§ Aim: The records below must be output exactly, without pictures.

§ Data for this task:
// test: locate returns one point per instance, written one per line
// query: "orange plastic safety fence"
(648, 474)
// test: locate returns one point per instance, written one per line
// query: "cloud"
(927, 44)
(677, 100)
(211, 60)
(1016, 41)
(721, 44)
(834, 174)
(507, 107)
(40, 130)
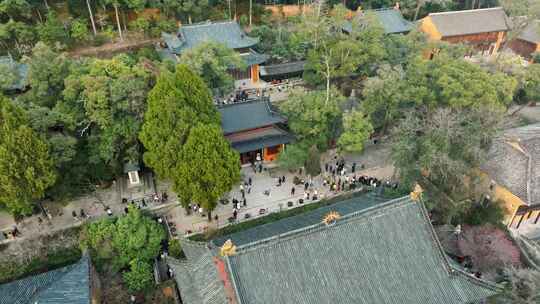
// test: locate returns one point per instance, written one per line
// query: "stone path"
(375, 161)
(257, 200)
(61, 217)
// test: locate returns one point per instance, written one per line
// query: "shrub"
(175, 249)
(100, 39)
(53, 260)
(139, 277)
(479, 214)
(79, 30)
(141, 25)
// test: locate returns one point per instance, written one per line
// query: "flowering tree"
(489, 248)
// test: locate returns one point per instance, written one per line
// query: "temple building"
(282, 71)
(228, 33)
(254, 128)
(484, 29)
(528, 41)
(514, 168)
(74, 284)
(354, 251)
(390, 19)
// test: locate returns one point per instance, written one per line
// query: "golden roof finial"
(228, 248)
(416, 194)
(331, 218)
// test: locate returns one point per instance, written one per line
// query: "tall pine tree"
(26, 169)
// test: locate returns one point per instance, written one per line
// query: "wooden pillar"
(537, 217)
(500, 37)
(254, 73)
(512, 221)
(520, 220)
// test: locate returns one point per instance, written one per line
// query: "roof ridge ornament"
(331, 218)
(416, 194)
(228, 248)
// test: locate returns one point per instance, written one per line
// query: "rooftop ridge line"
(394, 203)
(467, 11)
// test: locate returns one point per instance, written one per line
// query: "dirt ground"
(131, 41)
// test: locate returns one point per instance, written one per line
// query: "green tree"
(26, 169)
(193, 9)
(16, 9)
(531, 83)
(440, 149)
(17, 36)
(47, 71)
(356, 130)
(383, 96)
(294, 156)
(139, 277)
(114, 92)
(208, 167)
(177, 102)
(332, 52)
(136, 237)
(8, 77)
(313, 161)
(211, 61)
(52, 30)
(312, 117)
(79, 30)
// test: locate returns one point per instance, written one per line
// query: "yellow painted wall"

§ Task response:
// test: locate returns one point per instance, written one per line
// query: "orange plastic safety fence"
(648, 474)
// test: locate returns one point per instance, written one per line
// query: "cloud"
(927, 44)
(677, 100)
(211, 60)
(1016, 41)
(721, 44)
(834, 174)
(507, 107)
(40, 130)
// test: locate returns one point per instance, written one per line
// query: "stone path"
(375, 161)
(257, 200)
(61, 217)
// test: locate returns one point per instance, written one per line
// query: "shrub"
(175, 249)
(100, 39)
(53, 260)
(139, 277)
(479, 214)
(79, 30)
(141, 25)
// test: locate returns one point per instance, written one per line
// query: "flowering tree"
(489, 248)
// test: locate returns one point per instance, written one per line
// query: "temple building"
(282, 71)
(228, 33)
(254, 128)
(484, 29)
(528, 41)
(514, 168)
(74, 284)
(354, 251)
(390, 19)
// test: locate returns one point per instance, written one per line
// query: "golden roof finial"
(228, 248)
(416, 194)
(331, 218)
// test: locate returns one point per instance, written one per line
// query: "tall pine tree"
(26, 169)
// test: locate returns one point per instance, written one per line
// query: "wooden pillar"
(537, 217)
(500, 37)
(254, 73)
(512, 221)
(520, 220)
// test: locate returns one point per instance, written one per line
// query: "roof ridge ornament"
(331, 218)
(416, 194)
(228, 248)
// test: locate returns one point per instance, written one per line
// query: "rooftop ridge line"
(394, 203)
(467, 11)
// test: locate returns one point per instance, written one per line
// query: "dirt ground"
(131, 41)
// test: locate returns one point per instance, written one per line
// query: "green tree"
(26, 169)
(193, 9)
(16, 9)
(531, 83)
(440, 149)
(17, 36)
(47, 71)
(356, 130)
(383, 96)
(294, 156)
(139, 277)
(114, 92)
(208, 167)
(177, 102)
(332, 52)
(136, 237)
(8, 77)
(313, 161)
(211, 61)
(52, 30)
(312, 117)
(79, 30)
// test: locate returns one point per instance, written one per line
// query: "yellow painted wall"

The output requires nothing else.